* _Extrait fourni_
______________________________

J’ai réalisé de véritables films porno avec du sexe explicite, non simulé, des pénétrations, des éjaculations. Les films mainstream flirtent avec la pornographie mais il y a une vraie différence entre une scène fugace de fellation et une scène de dix minutes de pénétration en gros plan. Il faut être un acteur porno pour pouvoir réaliser ces performances. Je pense qu’il est presque impossible d’attendre cela d’un acteur « traditionnel ». En partie parce que jouer dans ce genre de scène implique une forte stigmatisation et le risque de ne plus obtenir de rôle significatifs. Même Chloë Sevigny a connu pas mal de moqueries pour sa scène de fellation sur Vincent Gallo dans Brown Bunny. A mon sens ce sont vraiment deux métiers différents.
La transgression a toujours été au cœur de votre travail. Qu’est-ce que la transgression au cinéma selon vous ? Cela passe-t-il nécessairement par le porno ?
Je pense que cela implique une remise en question des bases du cinéma conventionnel. Questionner certaines affirmations sur le genre, le rôle des sexes dans la société. Tout ce qui peut bousculer l’ordre établi. Mais je préfère le mot subversif plutôt que transgressif. La subversion implique de dépasser les règles mais aussi remettre en cause l’existence même de celles-ci. Un film n’a pas besoin d’être explicitement sexuel pour être subversif. La subversion peut venir de la narration elle-même. Par exemple les films de Godard allaient contre l’idée même de ce que l’on attendait du cinéma classique.
Dans vos films, vous opposez souvent les personnes révolutionnaires par essence à celles qui prétendent l’être ou qui cherchent à l’être. Pensez-vous être révolutionnaire ?
La notion de révolution peut-être piégeuse. Dans un sens l’idée même de révolution est vouée à l’échec. C’est une idée romantique et utopique. A un moment ou à un autre pour accomplir une révolution, il faut se compromettre moralement, accepter certains arrangements. Ce qui ne veut pas dire qu’il ne faille pas essayer ! La plupart du temps mes personnages sont des révolutionnaires bourrés de défauts, se contredisant souvent. Ce qui est aussi mon cas. J’essaye d’ailleurs de me contredire au moins deux fois par jour ! A mon sens, prétendre être d’une constance absolue est un mensonge. Par exemple, le punk est une sorte de révolution qui s’exprime à travers le style. J’ai appris que le style vous autorise à embrasser différentes contradictions, c’est une bonne leçon de vie je pense. On peut tout à fait avoir une idole et en même temps la ridiculiser…
Pensez-vous que d’une certaine façon la culture queer et le porno gay influencent le cinéma ? Dans quelle mesure ?

______________________________

* _Consigne_
Recopiez sans la moindre modification le passage de l'entretien qui s'ouvre sur les mots contenant « Je pense que » et se termine par « du cinéma classique. ».

* _Données fournies_
______________________________

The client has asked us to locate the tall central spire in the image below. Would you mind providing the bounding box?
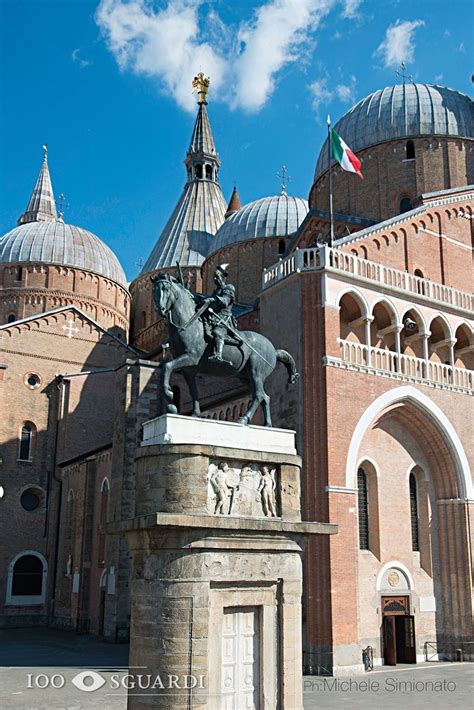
[18,145,57,224]
[141,74,227,274]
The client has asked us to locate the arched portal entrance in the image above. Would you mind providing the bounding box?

______________________________

* _Résultat attendu_
Je pense que cela implique une remise en question des bases du cinéma conventionnel. Questionner certaines affirmations sur le genre, le rôle des sexes dans la société. Tout ce qui peut bousculer l’ordre établi. Mais je préfère le mot subversif plutôt que transgressif. La subversion implique de dépasser les règles mais aussi remettre en cause l’existence même de celles-ci. Un film n’a pas besoin d’être explicitement sexuel pour être subversif. La subversion peut venir de la narration elle-même. Par exemple les films de Godard allaient contre l’idée même de ce que l’on attendait du cinéma classique.